◆ **WHAT THE TASK ASKS**: Emit only the lines from the line containing "Would you mind indicating the white face" through the last line of the entries, unchanged.

◆ **DATA FOR THE TASK**:
■ ■ ■
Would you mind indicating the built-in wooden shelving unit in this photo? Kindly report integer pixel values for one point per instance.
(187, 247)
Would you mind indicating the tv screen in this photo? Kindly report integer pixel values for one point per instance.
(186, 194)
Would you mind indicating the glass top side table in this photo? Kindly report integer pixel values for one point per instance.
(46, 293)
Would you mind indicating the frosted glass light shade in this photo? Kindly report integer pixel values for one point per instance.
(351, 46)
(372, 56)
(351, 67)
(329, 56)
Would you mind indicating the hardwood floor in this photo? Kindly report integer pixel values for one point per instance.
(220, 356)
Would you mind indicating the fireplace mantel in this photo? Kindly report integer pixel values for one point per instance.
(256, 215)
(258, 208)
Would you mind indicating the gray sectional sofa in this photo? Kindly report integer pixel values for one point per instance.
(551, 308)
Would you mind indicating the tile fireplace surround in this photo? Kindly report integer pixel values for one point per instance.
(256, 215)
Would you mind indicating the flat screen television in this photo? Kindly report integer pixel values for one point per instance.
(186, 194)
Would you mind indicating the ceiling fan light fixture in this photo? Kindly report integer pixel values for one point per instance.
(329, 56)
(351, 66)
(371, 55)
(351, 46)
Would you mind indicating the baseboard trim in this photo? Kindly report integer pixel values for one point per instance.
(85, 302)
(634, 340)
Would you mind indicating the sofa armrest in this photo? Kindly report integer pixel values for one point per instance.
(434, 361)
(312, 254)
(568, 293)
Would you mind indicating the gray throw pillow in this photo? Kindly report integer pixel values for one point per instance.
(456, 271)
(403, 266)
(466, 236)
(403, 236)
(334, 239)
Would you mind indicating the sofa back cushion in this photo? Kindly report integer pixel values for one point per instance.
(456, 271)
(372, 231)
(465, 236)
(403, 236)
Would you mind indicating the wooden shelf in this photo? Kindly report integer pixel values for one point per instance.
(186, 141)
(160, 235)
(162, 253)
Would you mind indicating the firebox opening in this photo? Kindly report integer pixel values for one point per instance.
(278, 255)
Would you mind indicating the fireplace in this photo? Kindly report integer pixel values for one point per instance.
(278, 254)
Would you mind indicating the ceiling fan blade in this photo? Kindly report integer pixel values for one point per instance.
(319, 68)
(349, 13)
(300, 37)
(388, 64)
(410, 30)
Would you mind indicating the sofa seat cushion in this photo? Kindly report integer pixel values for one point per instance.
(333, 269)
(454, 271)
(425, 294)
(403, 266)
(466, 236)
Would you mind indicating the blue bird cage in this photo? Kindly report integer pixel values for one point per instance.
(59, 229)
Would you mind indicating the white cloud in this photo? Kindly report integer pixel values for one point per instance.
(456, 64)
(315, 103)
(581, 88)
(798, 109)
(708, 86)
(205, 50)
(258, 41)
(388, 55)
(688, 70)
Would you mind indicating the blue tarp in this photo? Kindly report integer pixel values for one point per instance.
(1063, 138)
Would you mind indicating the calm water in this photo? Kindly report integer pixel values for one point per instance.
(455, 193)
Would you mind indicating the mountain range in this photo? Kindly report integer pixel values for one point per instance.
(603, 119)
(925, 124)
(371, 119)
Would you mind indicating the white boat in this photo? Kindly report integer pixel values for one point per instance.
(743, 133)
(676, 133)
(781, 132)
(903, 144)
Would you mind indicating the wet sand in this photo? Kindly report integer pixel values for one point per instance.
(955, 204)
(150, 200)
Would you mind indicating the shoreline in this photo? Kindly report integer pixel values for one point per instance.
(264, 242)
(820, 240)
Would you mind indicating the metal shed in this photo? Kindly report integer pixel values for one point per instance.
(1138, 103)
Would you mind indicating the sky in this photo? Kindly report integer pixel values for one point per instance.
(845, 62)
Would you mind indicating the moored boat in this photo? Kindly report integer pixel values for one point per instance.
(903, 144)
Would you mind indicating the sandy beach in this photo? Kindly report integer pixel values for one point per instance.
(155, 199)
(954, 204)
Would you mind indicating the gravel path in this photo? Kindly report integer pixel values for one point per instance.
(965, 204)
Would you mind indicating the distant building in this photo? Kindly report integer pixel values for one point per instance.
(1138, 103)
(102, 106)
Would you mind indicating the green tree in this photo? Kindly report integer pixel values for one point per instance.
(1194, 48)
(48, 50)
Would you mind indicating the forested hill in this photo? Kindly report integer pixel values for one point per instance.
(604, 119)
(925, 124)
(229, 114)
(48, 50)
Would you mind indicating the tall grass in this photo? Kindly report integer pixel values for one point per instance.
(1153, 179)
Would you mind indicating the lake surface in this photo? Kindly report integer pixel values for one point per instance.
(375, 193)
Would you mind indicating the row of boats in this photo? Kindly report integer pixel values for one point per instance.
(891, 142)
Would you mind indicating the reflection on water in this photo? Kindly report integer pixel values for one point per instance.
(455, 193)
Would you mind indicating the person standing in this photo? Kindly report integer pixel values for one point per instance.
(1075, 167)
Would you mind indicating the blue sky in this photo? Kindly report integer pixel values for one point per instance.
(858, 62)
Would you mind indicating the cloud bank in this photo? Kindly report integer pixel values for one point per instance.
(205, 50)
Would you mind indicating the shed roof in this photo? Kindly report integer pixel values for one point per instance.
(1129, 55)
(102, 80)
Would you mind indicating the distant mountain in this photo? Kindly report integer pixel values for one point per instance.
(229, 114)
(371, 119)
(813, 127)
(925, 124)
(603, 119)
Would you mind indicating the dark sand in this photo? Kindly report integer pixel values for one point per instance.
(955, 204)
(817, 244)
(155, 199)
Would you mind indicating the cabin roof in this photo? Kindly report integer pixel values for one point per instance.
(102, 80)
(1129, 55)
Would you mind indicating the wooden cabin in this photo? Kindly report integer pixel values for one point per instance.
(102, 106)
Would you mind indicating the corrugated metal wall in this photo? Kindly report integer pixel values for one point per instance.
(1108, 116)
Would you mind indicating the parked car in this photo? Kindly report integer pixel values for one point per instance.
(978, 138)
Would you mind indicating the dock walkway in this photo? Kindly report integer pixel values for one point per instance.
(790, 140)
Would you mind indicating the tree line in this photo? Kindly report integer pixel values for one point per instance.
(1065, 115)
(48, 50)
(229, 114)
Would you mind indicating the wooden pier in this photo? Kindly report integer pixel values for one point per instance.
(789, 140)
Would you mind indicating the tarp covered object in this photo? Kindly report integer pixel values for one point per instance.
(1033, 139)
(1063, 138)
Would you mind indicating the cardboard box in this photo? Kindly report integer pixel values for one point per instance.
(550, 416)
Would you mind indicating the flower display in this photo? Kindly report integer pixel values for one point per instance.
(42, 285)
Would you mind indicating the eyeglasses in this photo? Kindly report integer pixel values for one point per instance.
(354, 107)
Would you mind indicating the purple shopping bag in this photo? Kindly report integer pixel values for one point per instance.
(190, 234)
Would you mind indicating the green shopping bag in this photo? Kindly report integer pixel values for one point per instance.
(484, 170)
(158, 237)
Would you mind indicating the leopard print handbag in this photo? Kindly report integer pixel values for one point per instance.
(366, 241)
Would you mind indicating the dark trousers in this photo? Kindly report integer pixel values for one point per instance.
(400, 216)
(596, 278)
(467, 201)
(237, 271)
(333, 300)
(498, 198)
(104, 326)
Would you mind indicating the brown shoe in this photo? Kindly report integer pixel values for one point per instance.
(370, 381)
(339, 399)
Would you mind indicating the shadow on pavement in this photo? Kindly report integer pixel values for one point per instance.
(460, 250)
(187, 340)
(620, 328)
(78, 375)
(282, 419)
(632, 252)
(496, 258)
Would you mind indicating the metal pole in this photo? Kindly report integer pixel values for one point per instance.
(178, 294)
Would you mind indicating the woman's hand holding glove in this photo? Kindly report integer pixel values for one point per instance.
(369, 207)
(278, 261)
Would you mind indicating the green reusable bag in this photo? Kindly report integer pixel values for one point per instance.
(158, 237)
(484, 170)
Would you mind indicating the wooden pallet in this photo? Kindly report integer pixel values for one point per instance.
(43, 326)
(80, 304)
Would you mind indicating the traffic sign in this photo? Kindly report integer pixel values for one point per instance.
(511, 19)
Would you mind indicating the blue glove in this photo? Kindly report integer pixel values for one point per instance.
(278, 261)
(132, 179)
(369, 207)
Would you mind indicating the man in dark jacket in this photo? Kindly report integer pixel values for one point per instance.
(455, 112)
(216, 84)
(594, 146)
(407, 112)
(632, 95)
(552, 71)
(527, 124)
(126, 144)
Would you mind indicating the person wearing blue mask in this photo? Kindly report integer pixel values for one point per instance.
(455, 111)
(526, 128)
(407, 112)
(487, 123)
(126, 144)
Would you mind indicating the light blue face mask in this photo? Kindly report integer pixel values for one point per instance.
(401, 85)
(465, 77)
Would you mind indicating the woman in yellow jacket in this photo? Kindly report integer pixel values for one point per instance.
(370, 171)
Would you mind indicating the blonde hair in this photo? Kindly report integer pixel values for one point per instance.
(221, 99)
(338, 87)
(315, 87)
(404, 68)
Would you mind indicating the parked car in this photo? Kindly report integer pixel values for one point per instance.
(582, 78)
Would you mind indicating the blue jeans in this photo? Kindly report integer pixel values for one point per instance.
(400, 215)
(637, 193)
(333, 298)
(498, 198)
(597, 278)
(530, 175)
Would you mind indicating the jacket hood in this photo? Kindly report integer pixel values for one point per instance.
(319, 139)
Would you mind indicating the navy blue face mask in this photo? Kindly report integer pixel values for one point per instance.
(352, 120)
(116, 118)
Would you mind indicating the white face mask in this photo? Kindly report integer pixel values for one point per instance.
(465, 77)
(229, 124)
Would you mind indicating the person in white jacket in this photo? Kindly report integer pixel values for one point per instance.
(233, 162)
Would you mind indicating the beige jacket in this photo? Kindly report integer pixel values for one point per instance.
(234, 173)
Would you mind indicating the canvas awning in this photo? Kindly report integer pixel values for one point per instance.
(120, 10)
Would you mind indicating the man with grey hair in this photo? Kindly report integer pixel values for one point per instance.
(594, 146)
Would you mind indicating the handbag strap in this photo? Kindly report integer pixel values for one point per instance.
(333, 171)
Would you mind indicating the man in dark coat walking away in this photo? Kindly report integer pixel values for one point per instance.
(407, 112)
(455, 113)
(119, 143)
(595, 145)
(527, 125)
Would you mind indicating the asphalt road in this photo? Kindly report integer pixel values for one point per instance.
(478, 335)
■ ■ ■
◆ **EXERCISE SOLUTION**:
Would you mind indicating the white face mask in this photo? Kindly report integer pixel values for one point per instance.
(465, 77)
(229, 124)
Would you mind indicating the person in white jacket in this photo? Kindly report integer pixel values for one point per instance.
(233, 162)
Would you mind indicating the beige jacket in this photo? Kindly report integer pixel values for one point per instance.
(234, 173)
Would you mind indicating the canvas awning in this photo? Kindly report integer pixel values for one point per instance.
(120, 10)
Would you mind indicating the man with grey hair in this photo? Kindly report integer pixel values for one point per instance.
(594, 146)
Would you mind indicating the handbag strap in this photo? Kindly report integer pixel values for one point per instance.
(333, 171)
Would you mind indicating the man in dark coat walking away in this photo? Kindly report integer pixel values for one point per instance.
(407, 112)
(455, 113)
(119, 143)
(595, 145)
(527, 125)
Would you mind indicating the asphalt road in this photo? Kindly report integer pixel values for one point per instance.
(478, 335)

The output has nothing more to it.